▶ **Trecho do documento**:

HISTORIOGRAFIA E LITERATURA...

Conexões entre História e Literatura são complexas. De um lado, as crises paradigmáticas de Interpretações das realidades e, de outro, o ressurgimento das Narrativas forçam Historiadores e Literatos a se embrenharem num labirinto dialético à procura dos gestos semânticos profundos dos acontecimentos.

Essa perplexidade própria das ciências humanas, visto inexistir uma espécie de teoria geral de Interpretação, requer novos olhares, novos instrumentos, centrados num ecletismo teórico. Destarte, História e Literatura acabam ocupando um lugar deveras fundamental.

Compreender Literatura para além da ideia ingênua de mera manifestação estética, se estribando numa consciência de que se trata de algo através do qual registramos nossos movimentos, no que isto possui de Historicidade, mais ainda, nossos anseios, nossas visões do mundo, é espaço fértil para o Historiador pesquisar.

▶ **O que produzir**: Reescreva a passagem do texto sobre historiografia e literatura entre "HISTORIOGRAFIA E LITERATURA..." e "profundos dos acontecimentos.", inclusive, trocando "labirinto" por "emaranhado".

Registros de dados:
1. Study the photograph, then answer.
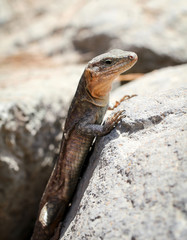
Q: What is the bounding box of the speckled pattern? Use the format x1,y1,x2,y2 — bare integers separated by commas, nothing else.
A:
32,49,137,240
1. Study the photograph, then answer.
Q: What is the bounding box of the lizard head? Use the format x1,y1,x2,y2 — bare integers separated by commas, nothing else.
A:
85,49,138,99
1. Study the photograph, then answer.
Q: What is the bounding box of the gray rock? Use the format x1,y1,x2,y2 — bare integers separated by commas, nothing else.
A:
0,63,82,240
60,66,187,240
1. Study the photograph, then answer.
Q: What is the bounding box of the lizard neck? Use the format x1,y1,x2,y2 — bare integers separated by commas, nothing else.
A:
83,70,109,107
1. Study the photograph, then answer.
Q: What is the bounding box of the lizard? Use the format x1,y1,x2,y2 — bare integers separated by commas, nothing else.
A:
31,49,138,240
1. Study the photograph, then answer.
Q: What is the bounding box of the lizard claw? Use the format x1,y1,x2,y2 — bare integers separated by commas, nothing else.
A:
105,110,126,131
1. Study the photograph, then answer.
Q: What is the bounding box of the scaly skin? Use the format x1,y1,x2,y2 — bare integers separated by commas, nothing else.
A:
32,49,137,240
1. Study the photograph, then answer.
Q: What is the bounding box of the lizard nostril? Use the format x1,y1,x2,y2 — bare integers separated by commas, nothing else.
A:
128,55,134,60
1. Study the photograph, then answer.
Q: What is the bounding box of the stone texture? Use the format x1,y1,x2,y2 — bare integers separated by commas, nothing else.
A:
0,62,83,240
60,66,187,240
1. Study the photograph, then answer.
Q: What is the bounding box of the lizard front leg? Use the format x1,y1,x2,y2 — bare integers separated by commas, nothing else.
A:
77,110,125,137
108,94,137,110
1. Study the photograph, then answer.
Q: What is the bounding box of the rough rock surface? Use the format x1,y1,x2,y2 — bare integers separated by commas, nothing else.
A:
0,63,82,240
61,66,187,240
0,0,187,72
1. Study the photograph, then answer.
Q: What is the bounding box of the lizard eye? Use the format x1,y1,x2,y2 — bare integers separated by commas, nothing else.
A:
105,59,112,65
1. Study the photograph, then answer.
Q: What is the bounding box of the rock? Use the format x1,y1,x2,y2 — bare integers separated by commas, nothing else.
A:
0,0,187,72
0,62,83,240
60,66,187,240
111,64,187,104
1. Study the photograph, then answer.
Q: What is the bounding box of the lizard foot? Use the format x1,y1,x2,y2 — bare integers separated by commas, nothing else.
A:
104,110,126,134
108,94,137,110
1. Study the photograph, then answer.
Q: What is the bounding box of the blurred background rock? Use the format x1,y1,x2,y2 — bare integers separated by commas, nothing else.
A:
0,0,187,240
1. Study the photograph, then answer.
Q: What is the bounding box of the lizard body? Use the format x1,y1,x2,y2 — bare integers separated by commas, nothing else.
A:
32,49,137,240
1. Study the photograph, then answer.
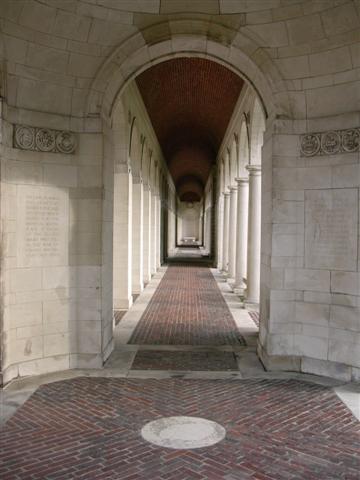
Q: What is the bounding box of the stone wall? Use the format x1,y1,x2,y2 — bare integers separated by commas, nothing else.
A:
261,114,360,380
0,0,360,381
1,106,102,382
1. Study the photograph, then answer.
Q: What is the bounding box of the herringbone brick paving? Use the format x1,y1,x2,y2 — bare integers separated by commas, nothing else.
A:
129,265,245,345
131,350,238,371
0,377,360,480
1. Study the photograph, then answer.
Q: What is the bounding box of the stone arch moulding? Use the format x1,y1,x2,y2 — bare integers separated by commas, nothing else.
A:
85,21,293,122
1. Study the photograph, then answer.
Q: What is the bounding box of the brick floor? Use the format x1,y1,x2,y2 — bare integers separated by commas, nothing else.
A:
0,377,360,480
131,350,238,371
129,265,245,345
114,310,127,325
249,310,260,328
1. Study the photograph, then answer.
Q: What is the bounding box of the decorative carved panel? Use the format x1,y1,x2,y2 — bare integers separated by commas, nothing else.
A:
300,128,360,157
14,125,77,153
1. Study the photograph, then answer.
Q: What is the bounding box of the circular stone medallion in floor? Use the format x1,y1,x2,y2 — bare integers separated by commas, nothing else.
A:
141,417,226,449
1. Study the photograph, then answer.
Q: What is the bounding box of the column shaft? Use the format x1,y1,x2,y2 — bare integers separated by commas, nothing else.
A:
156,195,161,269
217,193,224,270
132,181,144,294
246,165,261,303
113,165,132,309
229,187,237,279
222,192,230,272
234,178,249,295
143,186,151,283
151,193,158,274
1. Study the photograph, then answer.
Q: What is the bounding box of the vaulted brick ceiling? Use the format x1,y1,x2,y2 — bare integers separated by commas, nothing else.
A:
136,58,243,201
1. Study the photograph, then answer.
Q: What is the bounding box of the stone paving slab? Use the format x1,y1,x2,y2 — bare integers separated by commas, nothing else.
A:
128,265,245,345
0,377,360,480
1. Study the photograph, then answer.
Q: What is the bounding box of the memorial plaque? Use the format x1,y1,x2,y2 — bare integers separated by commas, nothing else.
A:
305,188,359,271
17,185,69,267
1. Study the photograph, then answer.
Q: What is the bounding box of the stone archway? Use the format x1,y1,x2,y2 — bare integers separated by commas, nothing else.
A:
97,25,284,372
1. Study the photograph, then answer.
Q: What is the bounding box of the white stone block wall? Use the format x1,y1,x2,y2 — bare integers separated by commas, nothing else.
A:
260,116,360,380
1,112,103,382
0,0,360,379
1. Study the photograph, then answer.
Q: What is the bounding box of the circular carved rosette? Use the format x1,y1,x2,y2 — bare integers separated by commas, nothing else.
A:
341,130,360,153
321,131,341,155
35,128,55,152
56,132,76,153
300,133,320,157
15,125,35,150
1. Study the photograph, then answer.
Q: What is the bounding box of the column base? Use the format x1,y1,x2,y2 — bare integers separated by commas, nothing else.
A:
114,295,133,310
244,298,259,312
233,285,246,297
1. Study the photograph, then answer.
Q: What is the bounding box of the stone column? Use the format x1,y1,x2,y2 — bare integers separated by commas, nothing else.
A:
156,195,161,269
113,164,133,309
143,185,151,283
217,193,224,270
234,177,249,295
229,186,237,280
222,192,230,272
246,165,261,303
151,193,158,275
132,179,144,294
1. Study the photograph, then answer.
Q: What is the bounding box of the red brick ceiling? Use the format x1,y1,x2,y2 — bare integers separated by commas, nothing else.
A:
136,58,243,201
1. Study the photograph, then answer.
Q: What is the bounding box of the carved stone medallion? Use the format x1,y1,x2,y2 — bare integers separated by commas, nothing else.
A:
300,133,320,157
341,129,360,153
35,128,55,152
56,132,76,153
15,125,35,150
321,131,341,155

▶ **Solução da tarefa**:
HISTORIOGRAFIA E LITERATURA...

Conexões entre História e Literatura são complexas. De um lado, as crises paradigmáticas de Interpretações das realidades e, de outro, o ressurgimento das Narrativas forçam Historiadores e Literatos a se embrenharem num emaranhado dialético à procura dos gestos semânticos profundos dos acontecimentos.